Render the data from the line containing "the cyclist's hand" to the line containing "pixel 972 670", both included, as a JSON list of strings. Use one string per line and leave out blank lines.

#### [RECORDS PROVIDED]
-- BEGIN --
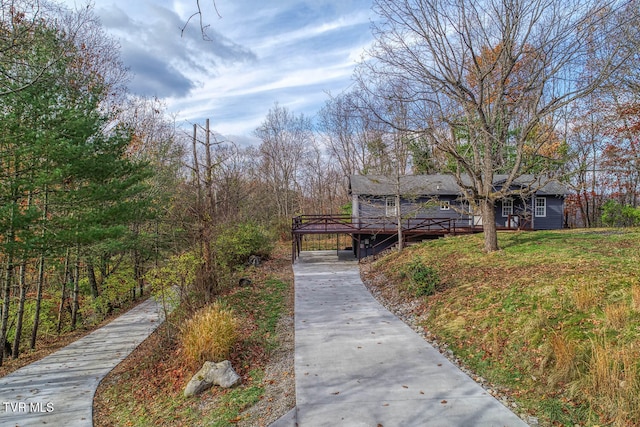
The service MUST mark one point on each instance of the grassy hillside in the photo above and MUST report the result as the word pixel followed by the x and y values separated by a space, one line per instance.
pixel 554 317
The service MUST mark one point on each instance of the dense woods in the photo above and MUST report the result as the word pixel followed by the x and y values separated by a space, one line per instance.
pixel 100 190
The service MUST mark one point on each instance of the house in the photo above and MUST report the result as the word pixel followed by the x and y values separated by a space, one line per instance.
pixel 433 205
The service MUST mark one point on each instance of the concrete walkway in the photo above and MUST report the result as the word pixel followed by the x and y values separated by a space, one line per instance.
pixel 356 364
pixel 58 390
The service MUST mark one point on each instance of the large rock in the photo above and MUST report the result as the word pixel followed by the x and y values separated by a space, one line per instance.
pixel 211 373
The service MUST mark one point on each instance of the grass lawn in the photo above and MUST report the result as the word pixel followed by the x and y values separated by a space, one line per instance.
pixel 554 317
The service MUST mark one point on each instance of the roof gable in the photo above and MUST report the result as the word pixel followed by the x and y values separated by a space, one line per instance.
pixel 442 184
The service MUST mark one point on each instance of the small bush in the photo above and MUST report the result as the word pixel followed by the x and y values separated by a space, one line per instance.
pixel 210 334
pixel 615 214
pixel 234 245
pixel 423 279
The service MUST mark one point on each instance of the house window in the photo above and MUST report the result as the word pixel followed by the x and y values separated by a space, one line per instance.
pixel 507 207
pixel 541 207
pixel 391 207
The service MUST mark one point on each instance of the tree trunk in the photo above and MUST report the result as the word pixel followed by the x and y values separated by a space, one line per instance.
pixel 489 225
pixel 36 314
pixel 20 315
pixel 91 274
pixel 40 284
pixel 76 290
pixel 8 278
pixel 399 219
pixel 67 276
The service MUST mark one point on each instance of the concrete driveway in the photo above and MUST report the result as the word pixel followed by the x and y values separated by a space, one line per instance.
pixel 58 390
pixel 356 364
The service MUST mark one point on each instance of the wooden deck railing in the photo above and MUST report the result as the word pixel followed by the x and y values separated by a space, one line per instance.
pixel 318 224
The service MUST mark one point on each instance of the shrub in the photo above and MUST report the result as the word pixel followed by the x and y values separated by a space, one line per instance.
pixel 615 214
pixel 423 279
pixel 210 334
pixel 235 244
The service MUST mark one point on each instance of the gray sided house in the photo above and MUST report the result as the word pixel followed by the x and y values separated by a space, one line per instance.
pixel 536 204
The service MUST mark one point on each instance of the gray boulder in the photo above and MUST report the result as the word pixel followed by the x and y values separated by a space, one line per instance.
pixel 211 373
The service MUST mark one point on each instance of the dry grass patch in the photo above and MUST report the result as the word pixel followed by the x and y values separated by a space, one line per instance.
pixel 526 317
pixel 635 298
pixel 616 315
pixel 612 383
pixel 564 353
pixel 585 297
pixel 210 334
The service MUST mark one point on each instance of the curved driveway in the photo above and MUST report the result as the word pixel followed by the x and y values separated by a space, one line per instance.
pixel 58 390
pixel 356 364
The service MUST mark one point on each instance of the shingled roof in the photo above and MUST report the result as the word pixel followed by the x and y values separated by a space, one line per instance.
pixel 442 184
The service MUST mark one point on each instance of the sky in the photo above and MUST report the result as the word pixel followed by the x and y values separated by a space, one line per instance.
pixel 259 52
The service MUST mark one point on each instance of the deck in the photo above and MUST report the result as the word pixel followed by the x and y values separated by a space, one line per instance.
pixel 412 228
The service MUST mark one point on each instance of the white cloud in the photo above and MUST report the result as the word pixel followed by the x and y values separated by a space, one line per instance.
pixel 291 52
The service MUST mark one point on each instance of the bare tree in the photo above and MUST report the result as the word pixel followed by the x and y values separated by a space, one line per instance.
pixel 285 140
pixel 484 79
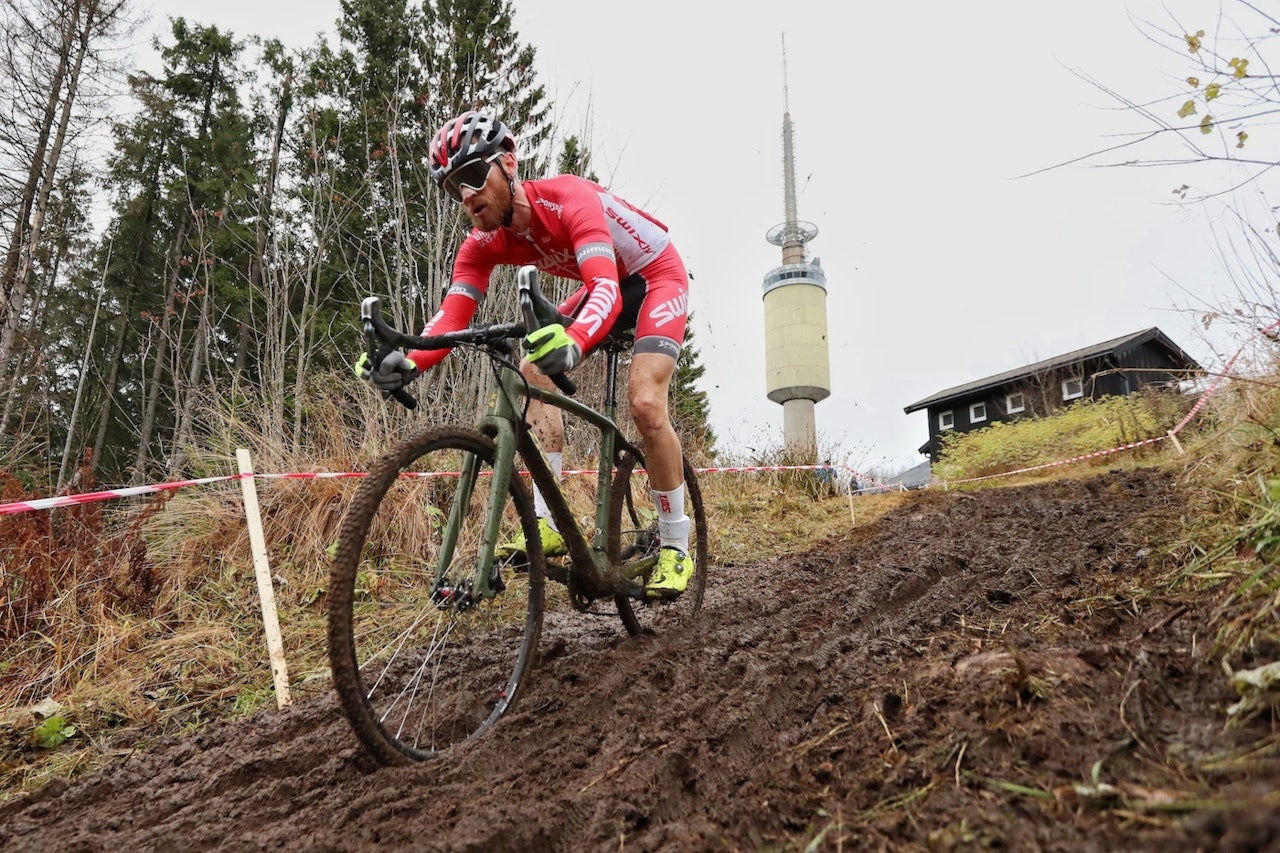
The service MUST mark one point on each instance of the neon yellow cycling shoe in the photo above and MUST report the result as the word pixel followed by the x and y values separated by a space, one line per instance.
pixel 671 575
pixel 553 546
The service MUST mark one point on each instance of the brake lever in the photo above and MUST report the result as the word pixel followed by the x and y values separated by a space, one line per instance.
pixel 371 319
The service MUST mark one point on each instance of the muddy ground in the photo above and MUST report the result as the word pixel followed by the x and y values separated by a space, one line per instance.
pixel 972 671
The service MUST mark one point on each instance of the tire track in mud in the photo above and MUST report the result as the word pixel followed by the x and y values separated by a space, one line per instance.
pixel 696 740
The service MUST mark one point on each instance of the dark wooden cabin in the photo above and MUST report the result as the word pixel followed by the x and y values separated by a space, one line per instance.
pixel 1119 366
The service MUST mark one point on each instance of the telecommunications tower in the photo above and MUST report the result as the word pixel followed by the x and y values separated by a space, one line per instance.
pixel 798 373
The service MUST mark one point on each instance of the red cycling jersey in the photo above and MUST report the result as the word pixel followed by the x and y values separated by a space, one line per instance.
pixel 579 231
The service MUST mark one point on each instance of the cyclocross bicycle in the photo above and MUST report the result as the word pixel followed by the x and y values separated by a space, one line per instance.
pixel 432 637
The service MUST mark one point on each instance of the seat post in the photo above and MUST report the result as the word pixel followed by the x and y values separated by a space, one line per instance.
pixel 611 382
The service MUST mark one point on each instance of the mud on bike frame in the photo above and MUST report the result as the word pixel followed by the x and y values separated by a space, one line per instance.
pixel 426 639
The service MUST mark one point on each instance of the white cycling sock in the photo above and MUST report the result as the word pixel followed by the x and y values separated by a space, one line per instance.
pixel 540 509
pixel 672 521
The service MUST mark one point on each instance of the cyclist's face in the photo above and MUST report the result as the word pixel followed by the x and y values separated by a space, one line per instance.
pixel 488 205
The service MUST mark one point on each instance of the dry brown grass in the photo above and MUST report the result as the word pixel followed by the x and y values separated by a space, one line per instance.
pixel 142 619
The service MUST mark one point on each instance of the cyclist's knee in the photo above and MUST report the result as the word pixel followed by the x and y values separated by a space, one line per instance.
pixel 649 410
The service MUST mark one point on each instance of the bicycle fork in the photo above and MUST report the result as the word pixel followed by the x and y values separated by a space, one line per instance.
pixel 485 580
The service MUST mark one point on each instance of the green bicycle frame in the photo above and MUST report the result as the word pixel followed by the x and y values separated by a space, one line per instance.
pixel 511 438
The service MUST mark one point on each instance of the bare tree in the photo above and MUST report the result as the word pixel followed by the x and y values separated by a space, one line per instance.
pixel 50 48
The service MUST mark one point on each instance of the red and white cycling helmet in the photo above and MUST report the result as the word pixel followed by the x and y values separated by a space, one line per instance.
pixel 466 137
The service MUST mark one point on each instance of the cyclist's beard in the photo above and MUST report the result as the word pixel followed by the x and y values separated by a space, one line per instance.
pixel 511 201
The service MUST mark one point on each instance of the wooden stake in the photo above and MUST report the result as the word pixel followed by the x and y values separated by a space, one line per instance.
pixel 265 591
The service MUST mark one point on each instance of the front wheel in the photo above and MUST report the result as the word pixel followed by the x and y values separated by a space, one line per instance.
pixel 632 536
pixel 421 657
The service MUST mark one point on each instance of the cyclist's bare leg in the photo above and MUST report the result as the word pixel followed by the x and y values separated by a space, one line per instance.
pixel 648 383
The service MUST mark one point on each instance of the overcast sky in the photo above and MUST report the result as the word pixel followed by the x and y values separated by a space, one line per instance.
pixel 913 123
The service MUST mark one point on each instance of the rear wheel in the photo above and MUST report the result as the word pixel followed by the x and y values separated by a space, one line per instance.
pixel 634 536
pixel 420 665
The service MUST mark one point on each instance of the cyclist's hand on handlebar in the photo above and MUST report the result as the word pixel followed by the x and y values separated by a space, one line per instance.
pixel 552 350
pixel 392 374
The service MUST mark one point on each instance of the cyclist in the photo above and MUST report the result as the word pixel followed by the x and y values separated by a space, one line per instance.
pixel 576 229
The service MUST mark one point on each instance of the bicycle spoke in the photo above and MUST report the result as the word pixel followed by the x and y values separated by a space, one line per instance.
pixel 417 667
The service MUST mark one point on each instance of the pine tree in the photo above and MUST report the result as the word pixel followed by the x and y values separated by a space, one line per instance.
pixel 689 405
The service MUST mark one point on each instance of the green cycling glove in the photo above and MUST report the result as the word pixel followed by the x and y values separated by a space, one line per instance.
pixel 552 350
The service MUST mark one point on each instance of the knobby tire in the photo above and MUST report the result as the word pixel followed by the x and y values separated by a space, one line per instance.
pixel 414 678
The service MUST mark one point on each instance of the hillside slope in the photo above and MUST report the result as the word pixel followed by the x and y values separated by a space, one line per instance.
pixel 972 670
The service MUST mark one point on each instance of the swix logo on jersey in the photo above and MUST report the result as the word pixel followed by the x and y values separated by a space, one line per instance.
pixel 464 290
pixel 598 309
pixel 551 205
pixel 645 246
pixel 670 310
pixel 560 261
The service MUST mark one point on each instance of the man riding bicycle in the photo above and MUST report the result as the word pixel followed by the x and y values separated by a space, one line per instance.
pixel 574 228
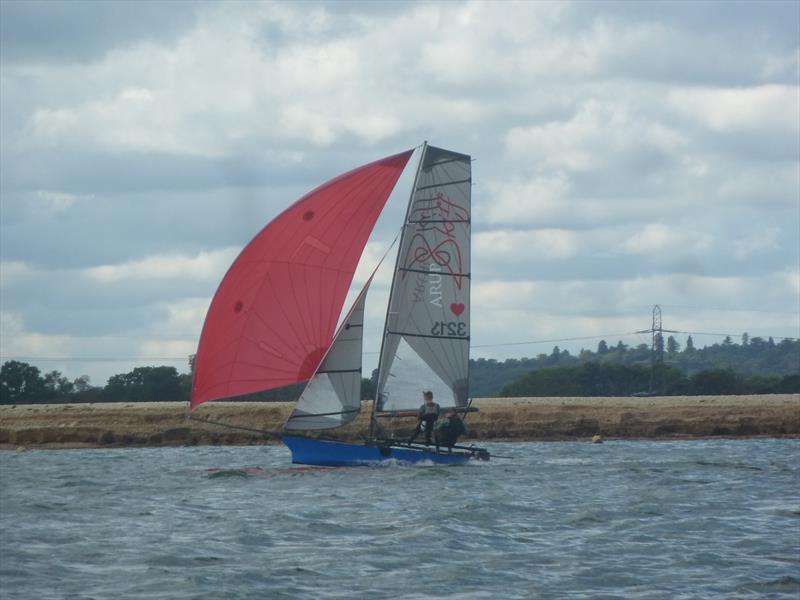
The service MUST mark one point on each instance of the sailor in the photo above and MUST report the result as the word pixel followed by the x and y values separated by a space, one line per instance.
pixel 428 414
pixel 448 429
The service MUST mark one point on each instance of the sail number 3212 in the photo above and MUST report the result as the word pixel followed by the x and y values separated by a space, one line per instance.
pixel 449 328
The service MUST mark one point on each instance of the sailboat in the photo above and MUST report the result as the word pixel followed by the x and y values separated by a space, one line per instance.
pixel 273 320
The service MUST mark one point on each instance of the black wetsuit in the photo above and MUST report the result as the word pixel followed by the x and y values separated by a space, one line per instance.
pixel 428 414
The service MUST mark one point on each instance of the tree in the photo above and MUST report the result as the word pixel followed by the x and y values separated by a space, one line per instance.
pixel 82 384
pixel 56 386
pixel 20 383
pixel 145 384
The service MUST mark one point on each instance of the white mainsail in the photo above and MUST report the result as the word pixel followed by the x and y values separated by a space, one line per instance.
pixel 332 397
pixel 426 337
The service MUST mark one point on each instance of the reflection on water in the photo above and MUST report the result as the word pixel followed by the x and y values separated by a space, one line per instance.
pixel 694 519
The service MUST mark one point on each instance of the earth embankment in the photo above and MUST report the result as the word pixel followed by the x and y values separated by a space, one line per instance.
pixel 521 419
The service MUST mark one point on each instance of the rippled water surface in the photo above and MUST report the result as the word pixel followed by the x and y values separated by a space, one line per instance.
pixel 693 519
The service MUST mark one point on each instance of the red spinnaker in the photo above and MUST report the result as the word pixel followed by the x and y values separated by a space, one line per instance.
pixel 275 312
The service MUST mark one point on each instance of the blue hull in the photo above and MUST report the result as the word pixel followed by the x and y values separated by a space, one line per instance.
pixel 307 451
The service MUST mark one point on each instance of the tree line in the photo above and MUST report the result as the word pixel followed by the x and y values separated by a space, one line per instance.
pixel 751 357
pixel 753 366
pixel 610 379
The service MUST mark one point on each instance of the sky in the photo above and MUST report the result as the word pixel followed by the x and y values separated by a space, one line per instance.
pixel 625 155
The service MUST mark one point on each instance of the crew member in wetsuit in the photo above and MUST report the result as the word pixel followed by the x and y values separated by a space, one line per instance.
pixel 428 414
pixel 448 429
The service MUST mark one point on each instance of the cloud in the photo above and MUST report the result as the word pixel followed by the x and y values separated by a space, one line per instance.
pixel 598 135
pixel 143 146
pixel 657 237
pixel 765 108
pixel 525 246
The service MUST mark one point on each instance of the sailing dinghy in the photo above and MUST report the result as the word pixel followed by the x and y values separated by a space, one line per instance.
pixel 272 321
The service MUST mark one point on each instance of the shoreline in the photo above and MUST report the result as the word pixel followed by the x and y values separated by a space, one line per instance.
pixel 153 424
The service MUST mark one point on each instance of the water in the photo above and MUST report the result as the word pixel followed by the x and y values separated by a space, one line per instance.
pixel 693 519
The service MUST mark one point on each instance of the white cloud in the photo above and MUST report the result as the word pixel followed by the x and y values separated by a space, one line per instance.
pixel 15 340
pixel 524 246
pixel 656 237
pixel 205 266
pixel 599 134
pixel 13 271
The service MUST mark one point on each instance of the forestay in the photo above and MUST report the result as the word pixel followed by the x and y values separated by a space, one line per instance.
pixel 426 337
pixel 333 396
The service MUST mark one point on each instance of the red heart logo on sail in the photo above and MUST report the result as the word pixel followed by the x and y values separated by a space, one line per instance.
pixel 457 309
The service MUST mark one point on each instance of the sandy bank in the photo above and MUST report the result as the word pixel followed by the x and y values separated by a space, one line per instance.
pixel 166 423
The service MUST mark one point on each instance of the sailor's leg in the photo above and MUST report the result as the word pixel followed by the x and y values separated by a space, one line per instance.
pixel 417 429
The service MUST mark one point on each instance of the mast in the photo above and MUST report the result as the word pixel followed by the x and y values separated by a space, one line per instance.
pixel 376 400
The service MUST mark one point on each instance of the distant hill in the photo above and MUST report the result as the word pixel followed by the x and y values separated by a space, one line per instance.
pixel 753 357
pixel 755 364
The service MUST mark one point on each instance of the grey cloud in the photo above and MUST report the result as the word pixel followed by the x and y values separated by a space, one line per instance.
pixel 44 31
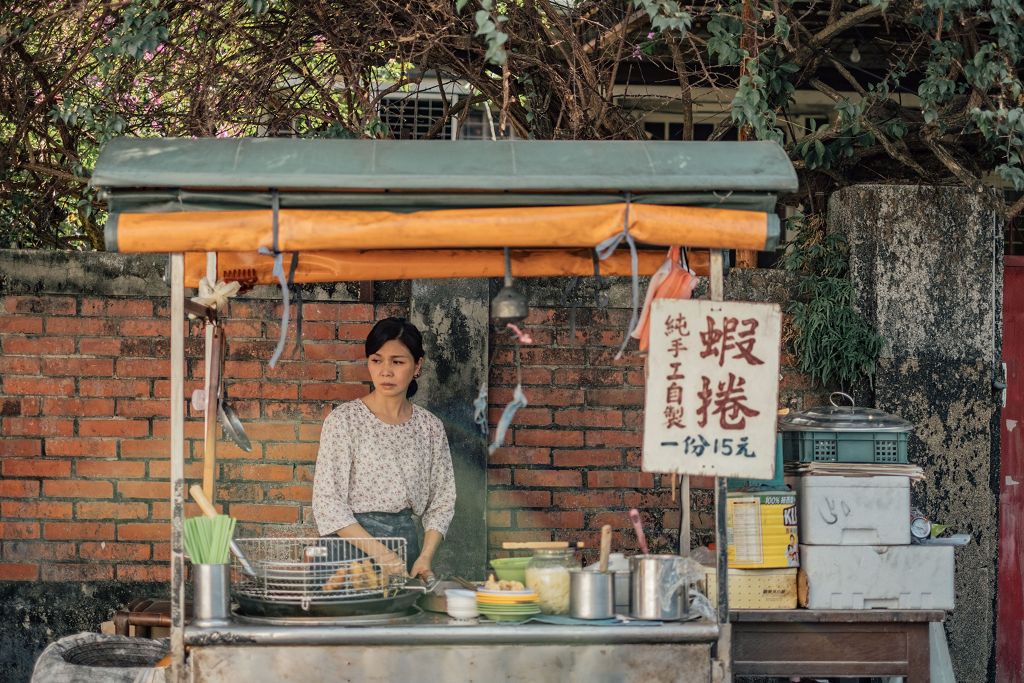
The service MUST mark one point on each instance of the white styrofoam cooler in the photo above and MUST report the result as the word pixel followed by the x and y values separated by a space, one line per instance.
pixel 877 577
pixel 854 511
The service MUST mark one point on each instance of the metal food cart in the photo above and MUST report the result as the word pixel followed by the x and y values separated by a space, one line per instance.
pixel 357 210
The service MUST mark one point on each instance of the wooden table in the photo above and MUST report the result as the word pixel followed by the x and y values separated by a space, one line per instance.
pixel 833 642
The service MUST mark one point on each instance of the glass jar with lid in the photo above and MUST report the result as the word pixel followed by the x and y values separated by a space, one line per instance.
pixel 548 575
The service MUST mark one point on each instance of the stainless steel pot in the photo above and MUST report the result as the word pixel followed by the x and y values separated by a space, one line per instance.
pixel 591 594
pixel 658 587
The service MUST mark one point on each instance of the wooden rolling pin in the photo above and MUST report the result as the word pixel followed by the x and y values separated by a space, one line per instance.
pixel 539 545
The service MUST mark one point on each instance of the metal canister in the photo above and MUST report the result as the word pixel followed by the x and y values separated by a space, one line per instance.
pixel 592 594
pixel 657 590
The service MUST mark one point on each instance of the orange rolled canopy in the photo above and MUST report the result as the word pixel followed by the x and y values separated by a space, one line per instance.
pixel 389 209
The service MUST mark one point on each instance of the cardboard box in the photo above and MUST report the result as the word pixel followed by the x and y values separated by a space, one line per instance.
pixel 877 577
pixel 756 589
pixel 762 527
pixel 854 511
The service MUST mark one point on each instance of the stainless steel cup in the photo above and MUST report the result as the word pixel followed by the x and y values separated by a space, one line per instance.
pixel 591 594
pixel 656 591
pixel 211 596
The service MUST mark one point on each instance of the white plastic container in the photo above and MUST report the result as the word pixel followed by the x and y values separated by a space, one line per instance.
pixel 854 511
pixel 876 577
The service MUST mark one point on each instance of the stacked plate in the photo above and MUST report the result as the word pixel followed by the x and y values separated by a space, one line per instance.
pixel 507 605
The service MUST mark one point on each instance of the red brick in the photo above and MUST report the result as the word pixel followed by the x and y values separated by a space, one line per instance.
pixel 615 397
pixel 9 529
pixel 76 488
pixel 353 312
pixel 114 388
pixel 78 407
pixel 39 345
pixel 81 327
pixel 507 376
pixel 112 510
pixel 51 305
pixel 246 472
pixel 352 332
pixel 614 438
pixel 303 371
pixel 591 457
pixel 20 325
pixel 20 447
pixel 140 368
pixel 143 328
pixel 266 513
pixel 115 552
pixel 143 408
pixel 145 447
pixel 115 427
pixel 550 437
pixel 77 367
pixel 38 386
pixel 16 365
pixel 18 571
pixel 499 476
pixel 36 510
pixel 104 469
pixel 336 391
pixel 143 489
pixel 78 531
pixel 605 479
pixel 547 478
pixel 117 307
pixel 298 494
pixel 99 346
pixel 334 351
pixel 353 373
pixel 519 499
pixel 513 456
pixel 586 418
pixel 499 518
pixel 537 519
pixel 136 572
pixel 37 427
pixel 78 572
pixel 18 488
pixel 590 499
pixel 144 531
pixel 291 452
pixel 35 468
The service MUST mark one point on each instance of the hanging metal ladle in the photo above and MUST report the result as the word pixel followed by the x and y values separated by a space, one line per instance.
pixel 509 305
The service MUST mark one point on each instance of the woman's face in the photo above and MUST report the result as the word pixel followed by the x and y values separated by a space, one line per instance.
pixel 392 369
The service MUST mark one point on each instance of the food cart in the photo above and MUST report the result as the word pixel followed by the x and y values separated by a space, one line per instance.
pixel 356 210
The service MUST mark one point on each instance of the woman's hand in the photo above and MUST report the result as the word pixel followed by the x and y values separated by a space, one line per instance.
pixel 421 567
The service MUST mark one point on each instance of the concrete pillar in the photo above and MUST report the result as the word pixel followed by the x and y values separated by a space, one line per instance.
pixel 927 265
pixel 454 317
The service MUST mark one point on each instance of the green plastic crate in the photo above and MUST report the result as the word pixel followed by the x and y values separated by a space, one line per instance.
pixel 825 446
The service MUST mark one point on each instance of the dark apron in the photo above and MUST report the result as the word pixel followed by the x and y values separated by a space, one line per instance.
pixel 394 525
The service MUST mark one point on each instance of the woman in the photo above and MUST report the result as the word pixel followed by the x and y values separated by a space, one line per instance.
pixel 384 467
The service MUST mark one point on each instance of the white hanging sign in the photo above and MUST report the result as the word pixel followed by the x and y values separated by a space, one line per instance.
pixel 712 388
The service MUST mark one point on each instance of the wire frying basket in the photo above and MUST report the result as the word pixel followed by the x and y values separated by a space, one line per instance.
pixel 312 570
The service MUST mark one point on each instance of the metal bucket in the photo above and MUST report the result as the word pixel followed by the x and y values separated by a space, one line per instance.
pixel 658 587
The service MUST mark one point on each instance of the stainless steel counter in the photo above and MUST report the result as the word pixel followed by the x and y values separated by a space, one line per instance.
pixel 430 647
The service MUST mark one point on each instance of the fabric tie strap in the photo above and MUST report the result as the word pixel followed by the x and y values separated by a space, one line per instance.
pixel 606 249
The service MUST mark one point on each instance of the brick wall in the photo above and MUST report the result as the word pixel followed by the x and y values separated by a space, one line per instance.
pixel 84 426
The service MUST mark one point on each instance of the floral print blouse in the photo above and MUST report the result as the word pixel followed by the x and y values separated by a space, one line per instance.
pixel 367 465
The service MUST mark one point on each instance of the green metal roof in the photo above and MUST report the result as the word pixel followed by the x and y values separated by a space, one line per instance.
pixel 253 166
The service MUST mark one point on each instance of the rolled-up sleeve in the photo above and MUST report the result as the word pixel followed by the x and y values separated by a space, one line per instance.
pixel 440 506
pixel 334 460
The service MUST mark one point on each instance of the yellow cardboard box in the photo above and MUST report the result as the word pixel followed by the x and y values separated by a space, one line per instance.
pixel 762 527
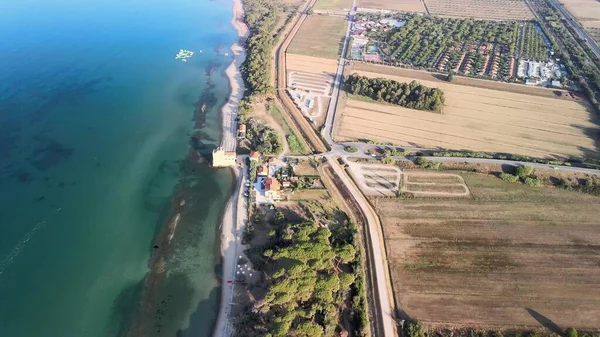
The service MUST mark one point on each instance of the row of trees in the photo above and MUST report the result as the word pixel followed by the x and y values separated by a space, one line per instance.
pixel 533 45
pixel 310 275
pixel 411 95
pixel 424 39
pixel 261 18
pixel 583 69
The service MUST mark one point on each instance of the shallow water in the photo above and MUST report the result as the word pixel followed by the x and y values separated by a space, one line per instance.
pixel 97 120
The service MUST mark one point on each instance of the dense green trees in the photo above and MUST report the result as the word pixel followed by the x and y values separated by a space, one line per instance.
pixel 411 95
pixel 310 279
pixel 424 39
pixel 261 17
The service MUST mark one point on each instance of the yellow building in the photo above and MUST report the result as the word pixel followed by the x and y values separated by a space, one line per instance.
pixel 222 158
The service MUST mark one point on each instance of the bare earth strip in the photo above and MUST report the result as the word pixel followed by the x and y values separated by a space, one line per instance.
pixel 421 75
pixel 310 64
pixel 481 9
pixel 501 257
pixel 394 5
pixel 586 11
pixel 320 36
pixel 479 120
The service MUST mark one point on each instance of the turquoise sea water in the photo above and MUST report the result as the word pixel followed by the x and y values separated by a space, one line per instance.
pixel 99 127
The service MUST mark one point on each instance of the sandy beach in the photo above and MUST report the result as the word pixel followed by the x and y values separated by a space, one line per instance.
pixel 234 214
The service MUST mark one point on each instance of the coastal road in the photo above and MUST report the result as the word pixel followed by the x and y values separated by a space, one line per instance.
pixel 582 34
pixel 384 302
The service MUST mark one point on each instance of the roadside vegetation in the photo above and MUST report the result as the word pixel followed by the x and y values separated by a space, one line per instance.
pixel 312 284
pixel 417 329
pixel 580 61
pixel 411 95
-- END --
#### [OUTPUT BELOW]
[
  "The service MUST mark one point on each instance of the cyclist's hand on handlebar in the photo above and MUST report the result as the word pixel followed by the x and y values separated by a space, one line per instance.",
  "pixel 552 350",
  "pixel 392 374",
  "The service MUST mark one point on each instance of the cyclist in the photo above and MUST report the result as the word pixel followed by the x and y values separated by a space, one line per instance.",
  "pixel 576 229",
  "The service MUST mark one point on each instance of the bicycle spoke in the photo above and MUST report the result as the word pixel followed by the x and y values separated by a space, one line per instance.",
  "pixel 417 667",
  "The service MUST mark one point on each instance of the pine tree in the photo above and MUST report the result as the word pixel followed by the x and y values separated by a space, one line per instance.",
  "pixel 689 405",
  "The service MUST mark one point on each instance of the green cycling glove in the photo above and MUST report the result as the word pixel followed by the x and y values separated by a space, one line per instance.",
  "pixel 552 350",
  "The service MUST mark one point on each instance of the knobby tire in the photo above and MUST report the result as the word pixel followed by the x and y values separated by a space, one line per instance.",
  "pixel 414 678",
  "The service MUST mark one point on each instance of the hillside slope in the photo above and MUST report the result as the word pixel followed by the x and y values separated by a space, one line per instance.",
  "pixel 972 670"
]